**TEXT SEGMENT**
- 1993 Fivemiletown ambush: Part of the Troubles and Operation Banner
| Date | 12 December 1993 |
| Location | Fivemiletown, County Tyrone Northern Ireland54°22′39.62″N 7°19′00″W﻿ / ﻿54.3776722°N 7.31667°W |
| Result | IRA victory |

Belligerents
- Provisional IRA • East Tyrone Brigade: United Kingdom • RUC • British Army

Strength
- 2 active service units: 1 RUC mobile patrol 1 British Army helicopter

Casualties and losses
- None: 2 constables killed

= 1993 Fivemiletown ambush =

IRA ambush in County Tyrone, Northern Ireland

On 12 December 1993, a unit of the Provisional Irish Republican Army's (IRA) East Tyrone Brigade ambushed a two-men unmarked mobile patrol of the RUC in Fivemiletown, County Tyrone. Two constables (Andrew Beacom and Ernest Smith) were shot and killed instantly. A military helicopter was also fired at by a second IRA unit in the aftermath of the incident, during a follow-up operation launched in the surroundings of the town by both the British Army and the RUC. A number of suspects were questioned, but the perpetrators escaped. The action occurred just three days before the Downing Street Declaration.

== Previous incidents in the region ==
Fivemiletown lies in the western edge of the Clogher Valley, near the border between County Fermanagh and County Tyrone.
No deaths directly related with paramilitary activity had occurred there during The Troubles before the 1993 IRA shootings, though there were a number of incidents in the region in the previous months.

On 7 May 1992, members of the IRA South Fermanagh Brigade detonated a 1000 lb bomb delivered by a tractor after crossing through a hedge outside the local RUC part-time barracks. The huge explosion left ten civilians wounded, and caused widespread damage to the surrounding property. The security base itself was heavily damaged, and the blast was heard from 30 miles away. According to a later IRA statement, the destruction of the security base compelled the British forces to organise their patrols from the nearby RUC barracks at Clogher, allowing the East Tyrone Brigade to study their pattern and carry out the 1993 ambush on Fivemiletown's main street.

A secondary incident occurred some hours later, on 9 May, when a British soldier killed his company's sergeant major in a blue-on-blue shooting at the same place, while taking part in a security detail around the wrecked facilities.

On 20 January 1993 the RUC base in Clogher was hit and severely damaged by a Mark-15 “barrack-buster” mortar bomb launched by the IRA's East Tyrone Brigade. A number of constables received minor injuries.

== IRA ambush and search operation ==
Constable Andrew Beacom and Reserve Constable Ernest Smith were patrolling Fivemiletown's Main Street in a civilian-type, unmarked Renault 21 in the early hours of 12 December 1993. Both men were part of the RUC Operational Support Unit, which surveilled the border along with the British Army. The constables were based at Clogher RUC barracks.

The IRA reported that two active service units from the East Tyrone Brigade had taken up positions in the centre of Fivemiletown and identified the RUC unmarked vehicle before the ambush.

**ENTRIES PROVIDED**

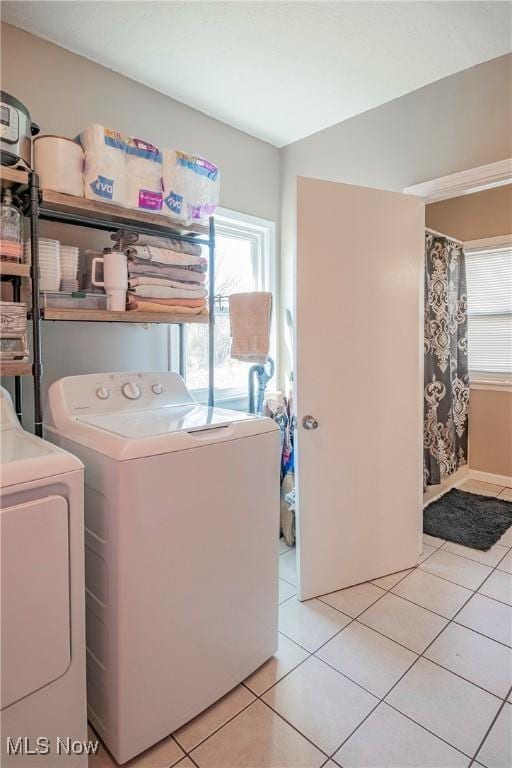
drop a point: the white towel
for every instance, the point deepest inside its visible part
(166, 282)
(164, 256)
(161, 292)
(250, 315)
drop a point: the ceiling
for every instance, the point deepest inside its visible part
(277, 70)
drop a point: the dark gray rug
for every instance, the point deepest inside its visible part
(468, 518)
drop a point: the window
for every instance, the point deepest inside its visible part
(489, 284)
(244, 261)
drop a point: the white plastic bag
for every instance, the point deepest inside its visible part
(190, 186)
(121, 169)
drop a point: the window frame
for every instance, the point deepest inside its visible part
(491, 380)
(262, 235)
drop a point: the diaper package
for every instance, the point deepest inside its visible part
(190, 186)
(121, 169)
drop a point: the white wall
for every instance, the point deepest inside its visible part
(65, 93)
(456, 123)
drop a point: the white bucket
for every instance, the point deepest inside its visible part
(59, 162)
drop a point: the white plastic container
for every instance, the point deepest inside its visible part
(59, 162)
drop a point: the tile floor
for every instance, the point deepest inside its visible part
(413, 670)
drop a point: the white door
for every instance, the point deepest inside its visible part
(359, 372)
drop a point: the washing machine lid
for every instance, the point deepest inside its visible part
(133, 415)
(25, 457)
(144, 433)
(167, 420)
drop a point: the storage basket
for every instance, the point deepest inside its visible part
(13, 319)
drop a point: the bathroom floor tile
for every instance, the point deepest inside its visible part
(257, 738)
(481, 487)
(387, 739)
(506, 563)
(405, 622)
(288, 656)
(202, 726)
(368, 658)
(453, 709)
(163, 755)
(430, 592)
(460, 570)
(320, 703)
(476, 658)
(288, 567)
(386, 582)
(426, 552)
(311, 623)
(488, 617)
(491, 557)
(286, 590)
(432, 541)
(498, 586)
(506, 539)
(353, 600)
(496, 751)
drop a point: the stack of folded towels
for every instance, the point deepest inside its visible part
(166, 275)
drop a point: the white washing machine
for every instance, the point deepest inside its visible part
(42, 687)
(182, 519)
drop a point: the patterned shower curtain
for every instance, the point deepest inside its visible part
(446, 392)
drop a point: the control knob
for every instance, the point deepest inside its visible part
(130, 390)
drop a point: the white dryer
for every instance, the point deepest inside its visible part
(42, 687)
(182, 519)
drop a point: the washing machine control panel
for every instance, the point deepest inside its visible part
(126, 392)
(131, 390)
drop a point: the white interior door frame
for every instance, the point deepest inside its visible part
(464, 182)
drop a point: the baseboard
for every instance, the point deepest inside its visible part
(489, 477)
(458, 478)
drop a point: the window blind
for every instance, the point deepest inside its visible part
(489, 287)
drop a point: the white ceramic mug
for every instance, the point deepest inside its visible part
(115, 278)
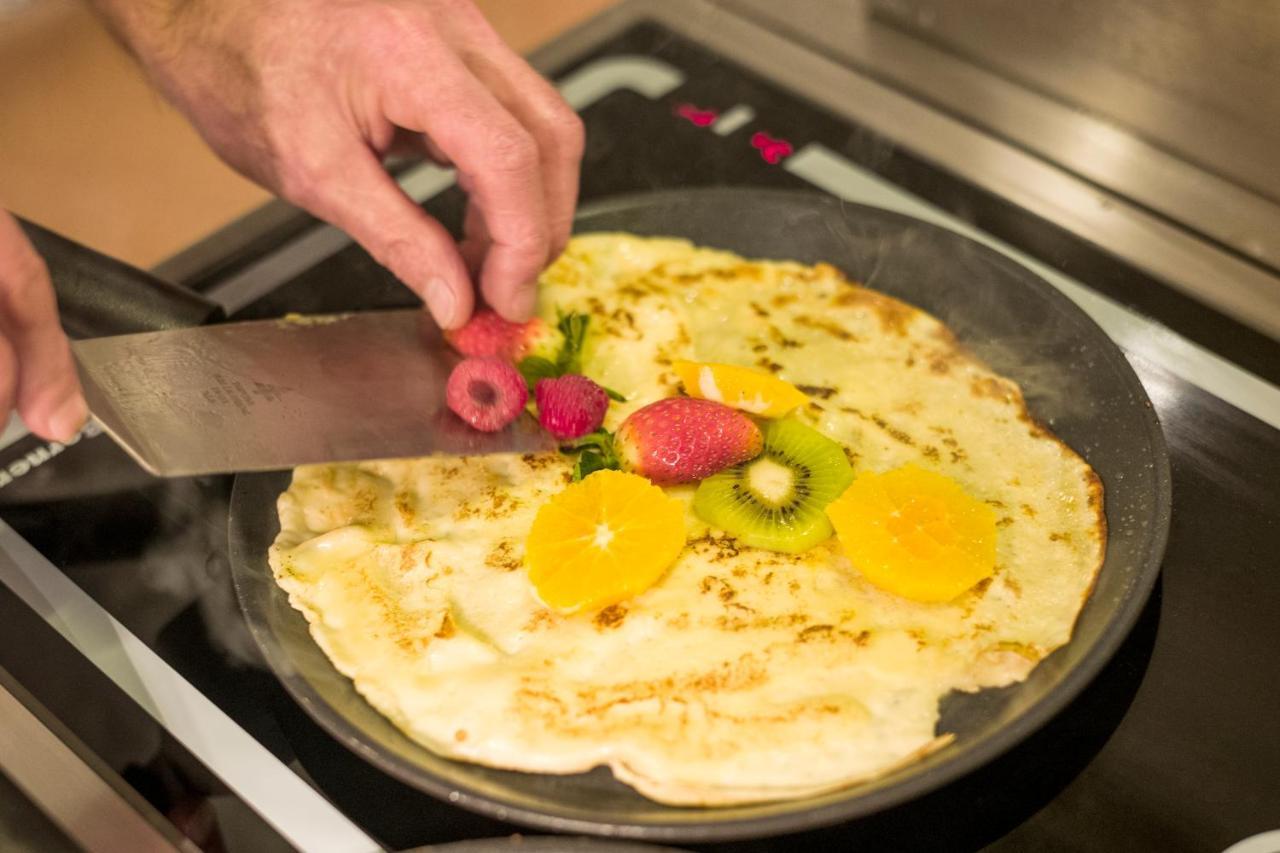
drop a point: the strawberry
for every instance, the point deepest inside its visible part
(488, 336)
(680, 439)
(570, 406)
(487, 393)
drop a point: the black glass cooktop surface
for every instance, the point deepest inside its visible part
(1173, 747)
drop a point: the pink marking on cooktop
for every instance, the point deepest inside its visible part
(773, 150)
(699, 117)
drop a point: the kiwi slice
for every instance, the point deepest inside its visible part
(776, 501)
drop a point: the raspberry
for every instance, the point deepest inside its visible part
(487, 393)
(488, 336)
(570, 406)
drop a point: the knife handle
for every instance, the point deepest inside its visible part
(99, 296)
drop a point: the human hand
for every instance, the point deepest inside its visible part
(36, 372)
(307, 96)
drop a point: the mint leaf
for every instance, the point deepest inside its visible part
(534, 368)
(594, 454)
(589, 463)
(574, 328)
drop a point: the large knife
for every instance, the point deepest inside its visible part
(261, 395)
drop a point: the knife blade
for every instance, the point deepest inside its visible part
(270, 395)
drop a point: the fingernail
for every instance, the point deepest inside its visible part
(440, 301)
(68, 419)
(522, 302)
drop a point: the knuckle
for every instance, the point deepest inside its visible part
(300, 182)
(512, 150)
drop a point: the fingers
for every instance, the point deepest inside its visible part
(499, 160)
(36, 369)
(351, 190)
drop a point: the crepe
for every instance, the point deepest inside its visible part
(744, 674)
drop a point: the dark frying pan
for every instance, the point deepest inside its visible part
(1074, 379)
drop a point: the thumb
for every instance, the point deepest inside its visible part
(368, 204)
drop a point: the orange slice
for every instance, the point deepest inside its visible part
(915, 533)
(603, 539)
(746, 388)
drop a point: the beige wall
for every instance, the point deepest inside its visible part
(87, 149)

**COMPLETE THE FOLLOWING**
1/ In the article on the 1993 Fivemiletown ambush, what kind of car were the two constables patrolling in?
2/ Copy a passage from the article on the 1993 Fivemiletown ambush word for word. Begin at the words "On 7 May 1992, members" and stop after "Fivemiletown's main street.".

**PER-TASK ANSWERS**
1/ A civilian-type, unmarked Renault 21.

2/
On 7 May 1992, members of the IRA South Fermanagh Brigade detonated a 1000 lb bomb delivered by a tractor after crossing through a hedge outside the local RUC part-time barracks. The huge explosion left ten civilians wounded, and caused widespread damage to the surrounding property. The security base itself was heavily damaged, and the blast was heard from 30 miles away. According to a later IRA statement, the destruction of the security base compelled the British forces to organise their patrols from the nearby RUC barracks at Clogher, allowing the East Tyrone Brigade to study their pattern and carry out the 1993 ambush on Fivemiletown's main street.